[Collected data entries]
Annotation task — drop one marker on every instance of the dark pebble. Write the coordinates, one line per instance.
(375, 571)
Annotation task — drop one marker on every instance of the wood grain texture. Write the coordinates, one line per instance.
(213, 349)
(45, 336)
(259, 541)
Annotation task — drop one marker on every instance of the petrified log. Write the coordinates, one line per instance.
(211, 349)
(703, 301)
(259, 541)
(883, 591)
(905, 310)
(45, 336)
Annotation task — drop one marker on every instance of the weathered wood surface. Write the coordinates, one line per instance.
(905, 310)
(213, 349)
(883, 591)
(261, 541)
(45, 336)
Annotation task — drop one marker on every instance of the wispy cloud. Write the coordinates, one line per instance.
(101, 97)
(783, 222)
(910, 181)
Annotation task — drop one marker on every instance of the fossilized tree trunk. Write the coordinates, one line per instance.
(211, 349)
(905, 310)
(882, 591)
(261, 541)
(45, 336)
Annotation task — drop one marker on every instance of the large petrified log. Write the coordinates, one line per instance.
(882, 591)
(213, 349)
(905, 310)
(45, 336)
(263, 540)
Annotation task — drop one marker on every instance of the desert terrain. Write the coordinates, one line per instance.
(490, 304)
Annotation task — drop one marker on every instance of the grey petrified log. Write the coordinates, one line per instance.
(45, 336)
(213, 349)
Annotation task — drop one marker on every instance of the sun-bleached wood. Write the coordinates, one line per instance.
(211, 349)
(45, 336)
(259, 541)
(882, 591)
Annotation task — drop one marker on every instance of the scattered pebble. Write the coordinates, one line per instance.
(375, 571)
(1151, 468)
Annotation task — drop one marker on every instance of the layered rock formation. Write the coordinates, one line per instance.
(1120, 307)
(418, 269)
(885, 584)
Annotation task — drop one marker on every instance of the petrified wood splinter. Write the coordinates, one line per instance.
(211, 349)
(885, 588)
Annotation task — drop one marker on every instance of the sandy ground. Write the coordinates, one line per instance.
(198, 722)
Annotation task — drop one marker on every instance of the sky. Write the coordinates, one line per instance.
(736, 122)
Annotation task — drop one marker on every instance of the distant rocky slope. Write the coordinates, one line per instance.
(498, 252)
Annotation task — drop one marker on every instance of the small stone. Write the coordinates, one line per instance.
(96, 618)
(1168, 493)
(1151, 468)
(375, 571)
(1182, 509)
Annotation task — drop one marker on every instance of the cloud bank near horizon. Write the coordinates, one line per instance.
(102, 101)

● **CHALLENGE**:
Reproduce all of the data above word for word, keeping every line in its original order.

● **SOLUTION**:
Annotation task — drop one marker on every instance of the dark pebble. Write the coordinates, one line per instance.
(375, 571)
Annotation task — drop one marker on every instance of the wood grain texture. Write the coordinates, one line per instance.
(213, 349)
(45, 336)
(259, 541)
Annotation task — drop one marker on every instance of the petrified log. Write the coordinates, one line per instance.
(211, 349)
(703, 301)
(259, 541)
(883, 591)
(905, 310)
(45, 336)
Annotation task — drop one marker on every instance of the weathered wood surface. Write the coordinates, one line per instance.
(905, 310)
(213, 349)
(883, 591)
(261, 541)
(45, 336)
Annotation task — drop one marker on every instance of the wispy cloud. Write the coordinates, one line per instance.
(101, 97)
(783, 222)
(910, 181)
Annotation task — drop one marker on every instance of the fossilized tree trunk. Write the coordinates, one line per instance.
(211, 349)
(905, 310)
(882, 591)
(261, 541)
(45, 336)
Annotation task — drop one marker on every instance of the large petrified log. Write the coordinates, one line per instance.
(882, 591)
(213, 349)
(905, 310)
(45, 336)
(263, 540)
Annotation task — drop one marker on every instance of the desert terrain. Write the coordinates, one line per instance.
(490, 304)
Annotation task — drop one marker on every instance of the grey petrified log. Write the coordinates, one line per instance.
(45, 336)
(213, 349)
Annotation task — drop one marker on every instance of the sun-bleached wood. Write the coordinates, one line per instance.
(211, 349)
(45, 336)
(259, 541)
(882, 591)
Annotation task — drop one marker on every instance of the scattered pebble. Write the coordinates, one line per instance.
(375, 571)
(1151, 468)
Annotation task — drop one marker on every instance of the layered rock formation. Write the coordinates, one line per instance.
(1120, 307)
(418, 269)
(885, 584)
Annotation task — drop one marker on every instance of the petrified wood splinter. Write the coordinates, one line per instance.
(211, 349)
(885, 588)
Annotation task — drop one marker on every instance of the sandy ground. Write the coordinates, one line per instance.
(198, 722)
Annotation task — drop one marker on every instance of the sky. Write the coordinates, one line per instance.
(736, 122)
Annotation task — drop one marker on every instance of the distant rocky slope. Write the coordinates, one line per instance.
(498, 252)
Annotation task — drop one marker on every instance of the small stone. Write the coordinates, one line per instance.
(96, 618)
(1168, 493)
(1151, 468)
(375, 571)
(1182, 509)
Annotation task — drop one marker on every instance of the cloud bank near horizon. Write the coordinates, one line per instance.
(102, 101)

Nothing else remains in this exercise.